## [Set of tasks]
**a.** Write out the passage about Kadlecik word for word, from "By the late" up to and including "have been easy.".
**b.** In the passage about Kadlecik, when did Weir's manager email him?
**c.** Carry on the passage about Kadlecik from its last sentence.

## [Passage shown]
** START **

By the late 1990s, Kadlecik had already developed that style. A classically trained violinist, he was a guitar-playing college freshman in 1987 when a friend introduced him to Grateful Dead recordings.

"I had already taught myself hundreds of songs by then," Kadlecik said. "I had burned through the entire Rush and Pink Floyd catalogue. I saw Rush recently, and I see [lead singer] Geddy Lee as a bigger influence on my style than Jerry was."

In the following years, Kadlecik went to about 60 Grateful Dead shows. He never met Garcia, though. Still, he did a good job interpreting how Garcia would play a song on any given night from 1965 to 1995 could not have been easy.

"We were not trying to replicate that exact performance," Kadlecik said of the performances. "We were trying to recreate the same set list if the Dead were performing it the next day."

When Weir's manager emailed him in the summer of 2009, Kadlecik thought it was a prank. It wasn't.

"It's a great honor," he said of playing with Furthur. "I was pretty excited. I still am. I'm not a starstruck fan. I have deep respect for their musical abilities."

** END **

## [Supplied information]
** START **

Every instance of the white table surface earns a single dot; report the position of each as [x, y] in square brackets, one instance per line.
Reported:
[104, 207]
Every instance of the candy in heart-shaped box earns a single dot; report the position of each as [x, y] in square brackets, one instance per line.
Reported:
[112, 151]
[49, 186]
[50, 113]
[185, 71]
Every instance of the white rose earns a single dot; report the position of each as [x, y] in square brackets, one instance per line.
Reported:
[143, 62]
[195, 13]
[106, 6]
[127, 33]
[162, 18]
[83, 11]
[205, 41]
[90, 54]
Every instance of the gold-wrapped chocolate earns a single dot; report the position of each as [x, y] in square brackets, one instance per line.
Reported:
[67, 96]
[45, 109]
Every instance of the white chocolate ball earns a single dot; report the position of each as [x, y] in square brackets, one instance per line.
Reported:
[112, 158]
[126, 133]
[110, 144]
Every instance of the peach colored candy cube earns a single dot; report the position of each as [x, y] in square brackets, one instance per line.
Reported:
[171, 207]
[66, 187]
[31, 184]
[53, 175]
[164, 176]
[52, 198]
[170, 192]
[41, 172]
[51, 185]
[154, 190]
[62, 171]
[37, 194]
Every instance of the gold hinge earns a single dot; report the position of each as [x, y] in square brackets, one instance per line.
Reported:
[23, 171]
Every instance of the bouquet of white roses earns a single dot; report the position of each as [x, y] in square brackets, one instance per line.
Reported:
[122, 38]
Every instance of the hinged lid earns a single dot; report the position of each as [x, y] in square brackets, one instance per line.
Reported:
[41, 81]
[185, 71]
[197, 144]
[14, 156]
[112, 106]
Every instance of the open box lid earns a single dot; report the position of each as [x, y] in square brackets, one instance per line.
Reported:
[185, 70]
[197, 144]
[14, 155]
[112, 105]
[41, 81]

** END **
** START **

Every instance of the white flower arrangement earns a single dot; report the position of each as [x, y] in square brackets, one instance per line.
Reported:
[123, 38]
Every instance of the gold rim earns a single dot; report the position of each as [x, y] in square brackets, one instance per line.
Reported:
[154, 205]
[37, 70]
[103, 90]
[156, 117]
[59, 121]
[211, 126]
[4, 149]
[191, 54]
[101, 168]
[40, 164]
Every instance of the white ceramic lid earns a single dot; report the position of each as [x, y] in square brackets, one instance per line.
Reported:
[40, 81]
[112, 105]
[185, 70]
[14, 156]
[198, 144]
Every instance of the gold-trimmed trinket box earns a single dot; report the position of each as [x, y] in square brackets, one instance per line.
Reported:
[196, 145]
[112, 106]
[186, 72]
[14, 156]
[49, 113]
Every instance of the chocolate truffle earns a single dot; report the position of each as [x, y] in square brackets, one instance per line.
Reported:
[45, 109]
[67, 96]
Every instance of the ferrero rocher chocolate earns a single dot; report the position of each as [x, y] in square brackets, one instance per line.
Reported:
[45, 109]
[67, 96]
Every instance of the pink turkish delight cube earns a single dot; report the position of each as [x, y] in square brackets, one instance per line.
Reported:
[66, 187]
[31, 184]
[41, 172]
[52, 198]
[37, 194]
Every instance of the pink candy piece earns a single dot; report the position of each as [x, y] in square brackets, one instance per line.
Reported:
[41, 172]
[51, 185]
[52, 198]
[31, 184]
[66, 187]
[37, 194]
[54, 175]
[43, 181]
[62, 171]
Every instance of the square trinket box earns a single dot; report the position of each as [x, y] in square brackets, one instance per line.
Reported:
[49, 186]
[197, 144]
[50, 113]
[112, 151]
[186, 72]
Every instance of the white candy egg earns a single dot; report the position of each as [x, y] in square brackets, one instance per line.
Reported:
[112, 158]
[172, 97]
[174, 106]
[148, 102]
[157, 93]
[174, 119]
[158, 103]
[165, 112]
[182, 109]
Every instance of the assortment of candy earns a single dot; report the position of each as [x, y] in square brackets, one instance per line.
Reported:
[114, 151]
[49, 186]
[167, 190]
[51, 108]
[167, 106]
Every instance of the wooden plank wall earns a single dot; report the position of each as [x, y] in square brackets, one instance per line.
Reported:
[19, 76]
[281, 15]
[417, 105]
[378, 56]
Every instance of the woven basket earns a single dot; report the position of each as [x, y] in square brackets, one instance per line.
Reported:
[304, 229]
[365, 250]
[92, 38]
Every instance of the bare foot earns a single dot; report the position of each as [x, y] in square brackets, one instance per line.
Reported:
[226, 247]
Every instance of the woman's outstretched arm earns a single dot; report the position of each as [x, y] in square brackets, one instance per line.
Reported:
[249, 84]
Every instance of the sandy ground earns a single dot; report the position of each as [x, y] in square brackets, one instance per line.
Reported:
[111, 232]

** END **

## [Exercise results]
**a.**
By the late 1990s, Kadlecik had already developed that style. A classically trained violinist, he was a guitar-playing college freshman in 1987 when a friend introduced him to Grateful Dead recordings.

"I had already taught myself hundreds of songs by then," Kadlecik said. "I had burned through the entire Rush and Pink Floyd catalogue. I saw Rush recently, and I see [lead singer] Geddy Lee as a bigger influence on my style than Jerry was."

In the following years, Kadlecik went to about 60 Grateful Dead shows. He never met Garcia, though. Still, he did a good job interpreting how Garcia would play a song on any given night from 1965 to 1995 could not have been easy.

**b.** In the summer of 2009.

**c.**
When it's time for extended practice sessions, Kadlecik hops on a plane to Marin County, CA, where Lesh and Weir live. Kadlecik, originally from the Midwest, has been based in the Washington, DC, area since 2006.

He met wife, percussionist and drum circle facilitator Katy Gaughan, at a show at The State Theater. She will play with the band at Friday's performance in Falls Church.

So even though it seems like Furthur, in the longtime tradition of the Dead,  should be on the road all the time - and it will be this summer - Kadlecik is planted here.

"I have had family in the DC area all my life," he says. "I have been touring all my adult life. Every city is somewhat familiar. My wife went to American University and has been here ever since. So I am here now too."